• [PROBLEM DESCRIPTION]: Reproduce word for word the stretch from "If Fort is a" through "and the paranormal." in the passage about Fort and the Skeptics.

• [QUOTED PASSAGE]:
####
However, it should be remembered that Fort was working with both newspapers and science journals – particularly natural history magazines. Such journals, in Fort's time, still published the work of enthusiastic amateurs. As Fuller notes, 'by the first decades of the twentieth century... natural historians ... had come to be seen as the least professional of the life scientists, since their journals still published anecdotalist amateurs'.(33) Nelkin writes that the press was the vehicle for increased antiscientific tendencies in the early twentieth century, such as the 'revival of astrology and mysticism and the antievolution activities of fundamentalists'.(34) Yet much of Fort's work, and the continuing work of the Fortean community, is the collection of anecdotal evidence for strange phenomena from newspapers and journals. As both Shermer(35) and Sagan(36) note, anecdotes are not scientific proof. Forteanism is crude, Baconian empiricism gone mad. As Fort notes:

Sometimes I am a collector of data, and only a collector, and am likely to be gross and miserly, piling up notes, pleased with merely numerically adding to my stores ... But always there is present a feeling of unexplained relations of events that I note, and it is this far-away, haunting, or often taunting, awareness, or suspicion, that keeps me piling on.(37)

If Fort is a Feyerabendian anarchic, throwing out counterinductive ideas, the Skeptics are the Rottweilers of science, barking at the gates, mauling the damned data as it tries to enter. They are the traditional rationalists, embodying the scientific method, trying to save us, the 'lay public', from the monsters of irrationality and the paranormal.
####
• [SOURCE MATERIAL]:
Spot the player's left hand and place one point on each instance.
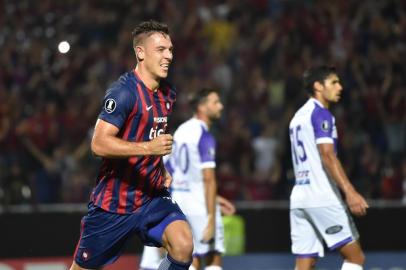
####
• [EXERCISE SOLUTION]:
If Fort is a Feyerabendian anarchic, throwing out counterinductive ideas, the Skeptics are the Rottweilers of science, barking at the gates, mauling the damned data as it tries to enter. They are the traditional rationalists, embodying the scientific method, trying to save us, the 'lay public', from the monsters of irrationality and the paranormal.